===== Entries provided

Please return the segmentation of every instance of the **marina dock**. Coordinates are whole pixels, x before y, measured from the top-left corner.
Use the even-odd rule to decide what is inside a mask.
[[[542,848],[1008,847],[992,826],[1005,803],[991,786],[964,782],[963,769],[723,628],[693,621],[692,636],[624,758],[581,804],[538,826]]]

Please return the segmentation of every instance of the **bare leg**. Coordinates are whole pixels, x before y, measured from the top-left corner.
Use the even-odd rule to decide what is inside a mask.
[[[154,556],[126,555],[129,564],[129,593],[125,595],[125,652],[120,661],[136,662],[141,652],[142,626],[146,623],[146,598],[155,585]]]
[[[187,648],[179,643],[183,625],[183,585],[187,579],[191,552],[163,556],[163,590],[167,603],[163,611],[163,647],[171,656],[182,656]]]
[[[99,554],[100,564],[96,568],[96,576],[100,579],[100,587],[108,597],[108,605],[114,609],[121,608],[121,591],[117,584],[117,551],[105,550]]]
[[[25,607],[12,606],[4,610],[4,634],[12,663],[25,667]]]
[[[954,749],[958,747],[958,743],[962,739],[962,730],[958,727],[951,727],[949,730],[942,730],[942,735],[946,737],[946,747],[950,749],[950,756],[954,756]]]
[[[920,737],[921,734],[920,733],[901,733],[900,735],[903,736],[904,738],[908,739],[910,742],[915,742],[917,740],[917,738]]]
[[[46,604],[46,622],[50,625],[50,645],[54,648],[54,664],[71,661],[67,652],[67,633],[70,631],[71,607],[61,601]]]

==========

Work task —
Report all lines in the records that include the string "segmentation".

Output for this task —
Please return the segmentation of every instance of the **marina dock**. Coordinates are whole pixels, x before y, measured from the top-left corner.
Please return the segmentation of every instance of the **bare leg**. Coordinates are whole pixels, x before y, measured from the top-left corner.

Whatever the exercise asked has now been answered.